**TEXTO PROPORCIONADO**
----------

Mi comprensión sobre ese tipo de prácticas se expandió y me permitió ver la complejidad de las creencias populares en un contexto mucho más amplio, lleno de simbolismos y significados que, aunque ajenos a mi propia perspectiva, tenían un peso y una relevancia incuestionables para quienes participaban de ellas.
Asistí a numerosas reuniones en las que se vivieron situaciones sobrenaturales que, si decidiera profundizar, darían material para un libro entero. No obstante, quiero destacar lo siguiente: en una de esas ocasiones, se presentó un ser muy interesante, uno de los pocos que rechazó el aguardiente y, desde el principio, se dirigió hacia mí diciéndome: "Tómame de los brazos". Sin dudarlo, accedí y lo tomé. Luego me pidió que cerrara los ojos, y, al hacerlo, permanecí en total oscuridad durante unos instantes. Pasados unos momentos, me indicó que podía abrirlos y disfrutar del paseo.
Al abrir los ojos, me encontré viendo la reunión desde una perspectiva completamente diferente, como si flotara a unos doce metros de altura. Observaba la escena en la que me veía, todavía sosteniendo los brazos del médium, pero desde un ángulo elevado. El espectáculo comenzó con un lento ascenso vertical, y desde allí podía divisar la ciudad con total claridad.

----------

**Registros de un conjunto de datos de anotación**
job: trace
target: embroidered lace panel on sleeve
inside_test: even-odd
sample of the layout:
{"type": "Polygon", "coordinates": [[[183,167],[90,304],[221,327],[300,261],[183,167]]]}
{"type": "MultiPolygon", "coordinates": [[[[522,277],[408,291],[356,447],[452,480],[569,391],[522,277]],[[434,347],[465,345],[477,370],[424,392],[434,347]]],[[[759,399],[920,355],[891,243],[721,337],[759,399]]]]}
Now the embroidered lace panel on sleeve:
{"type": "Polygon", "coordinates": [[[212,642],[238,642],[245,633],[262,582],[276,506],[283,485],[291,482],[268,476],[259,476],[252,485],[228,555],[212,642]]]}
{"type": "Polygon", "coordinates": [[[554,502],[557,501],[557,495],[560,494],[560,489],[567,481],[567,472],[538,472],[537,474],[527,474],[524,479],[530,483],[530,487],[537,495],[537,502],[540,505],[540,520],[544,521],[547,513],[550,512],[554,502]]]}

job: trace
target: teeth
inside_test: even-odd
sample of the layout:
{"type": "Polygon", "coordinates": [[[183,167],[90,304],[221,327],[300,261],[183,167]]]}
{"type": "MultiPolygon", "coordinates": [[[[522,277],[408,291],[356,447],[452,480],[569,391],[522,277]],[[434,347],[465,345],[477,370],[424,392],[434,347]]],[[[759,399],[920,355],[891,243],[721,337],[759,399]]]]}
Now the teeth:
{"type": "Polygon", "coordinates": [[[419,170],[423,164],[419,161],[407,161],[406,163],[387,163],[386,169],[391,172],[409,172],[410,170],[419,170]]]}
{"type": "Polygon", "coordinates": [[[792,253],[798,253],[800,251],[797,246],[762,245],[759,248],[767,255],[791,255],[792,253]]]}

----------

**LO QUE HARÁS**
1. En el relato sobre la reunión con el médium, ¿a qué altura aproximada flotaba quien narra al abrir los ojos?
2. Enumera, por favor, las tres indicaciones que el ser le dio a quien narra en el relato sobre la reunión con el médium.
3. Edita el fragmento del relato entre "Asistí a numerosas" y "disfrutar del paseo.", ambos incluidos, cambiando "aguardiente" por "ron".

**RESULTADOS**
1. A unos doce metros de altura.

2.
- Tomarlo de los brazos ("Tómame de los brazos").
- Cerrar los ojos.
- Abrir los ojos y disfrutar del paseo.

3.
Asistí a numerosas reuniones en las que se vivieron situaciones sobrenaturales que, si decidiera profundizar, darían material para un libro entero. No obstante, quiero destacar lo siguiente: en una de esas ocasiones, se presentó un ser muy interesante, uno de los pocos que rechazó el ron y, desde el principio, se dirigió hacia mí diciéndome: "Tómame de los brazos". Sin dudarlo, accedí y lo tomé. Luego me pidió que cerrara los ojos, y, al hacerlo, permanecí en total oscuridad durante unos instantes. Pasados unos momentos, me indicó que podía abrirlos y disfrutar del paseo.